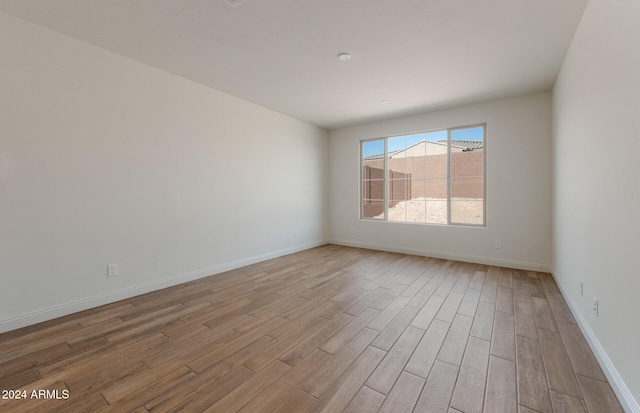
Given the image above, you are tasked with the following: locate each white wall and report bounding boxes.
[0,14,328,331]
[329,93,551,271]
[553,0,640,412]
.....
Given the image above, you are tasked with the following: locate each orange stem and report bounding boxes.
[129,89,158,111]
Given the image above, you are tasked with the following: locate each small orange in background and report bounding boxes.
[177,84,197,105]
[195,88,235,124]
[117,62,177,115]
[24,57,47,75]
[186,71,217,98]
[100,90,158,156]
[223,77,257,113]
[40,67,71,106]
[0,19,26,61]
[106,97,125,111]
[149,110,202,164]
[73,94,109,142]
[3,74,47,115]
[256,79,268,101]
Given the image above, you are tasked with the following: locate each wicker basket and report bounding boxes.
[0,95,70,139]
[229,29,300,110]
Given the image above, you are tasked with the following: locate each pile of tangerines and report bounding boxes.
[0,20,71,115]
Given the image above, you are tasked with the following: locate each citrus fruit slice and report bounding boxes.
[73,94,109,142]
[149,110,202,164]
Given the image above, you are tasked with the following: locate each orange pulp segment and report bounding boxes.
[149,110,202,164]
.....
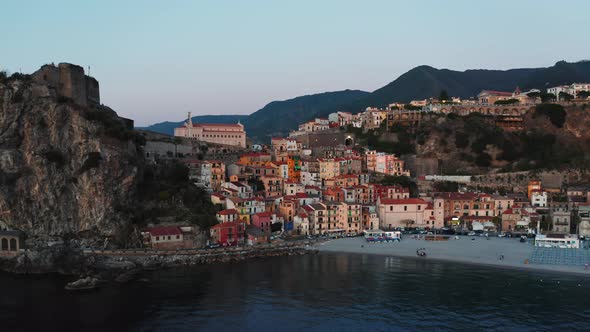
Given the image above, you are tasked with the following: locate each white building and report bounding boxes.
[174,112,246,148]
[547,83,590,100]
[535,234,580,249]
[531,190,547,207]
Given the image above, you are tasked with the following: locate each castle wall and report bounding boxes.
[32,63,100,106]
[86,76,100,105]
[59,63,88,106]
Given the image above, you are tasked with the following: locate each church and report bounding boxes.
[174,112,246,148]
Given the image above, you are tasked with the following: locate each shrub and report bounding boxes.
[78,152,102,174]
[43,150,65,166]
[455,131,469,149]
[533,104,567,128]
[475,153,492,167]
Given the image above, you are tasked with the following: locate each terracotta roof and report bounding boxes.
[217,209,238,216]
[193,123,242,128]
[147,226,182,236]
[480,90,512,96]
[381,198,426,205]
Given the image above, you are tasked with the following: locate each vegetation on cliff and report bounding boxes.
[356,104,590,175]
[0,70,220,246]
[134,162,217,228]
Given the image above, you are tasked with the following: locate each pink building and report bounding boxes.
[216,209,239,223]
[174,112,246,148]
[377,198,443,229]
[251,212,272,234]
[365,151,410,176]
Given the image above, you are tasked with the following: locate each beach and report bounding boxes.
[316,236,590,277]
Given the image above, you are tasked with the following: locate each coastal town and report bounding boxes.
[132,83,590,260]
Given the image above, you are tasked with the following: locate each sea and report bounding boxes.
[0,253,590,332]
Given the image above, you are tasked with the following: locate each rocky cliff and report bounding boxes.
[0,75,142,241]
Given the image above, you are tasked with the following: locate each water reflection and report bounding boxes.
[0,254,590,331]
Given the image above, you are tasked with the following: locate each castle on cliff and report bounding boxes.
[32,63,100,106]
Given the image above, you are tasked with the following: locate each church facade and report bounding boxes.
.....
Can you copy the material word for word, starting at the line that contains "white wall and report bounding boxes." and ending after the line that contains "[553,0,640,412]"?

Given the image above, you are tasked with the following: locate each white wall and report bounding boxes.
[0,14,328,331]
[329,93,551,271]
[553,0,640,412]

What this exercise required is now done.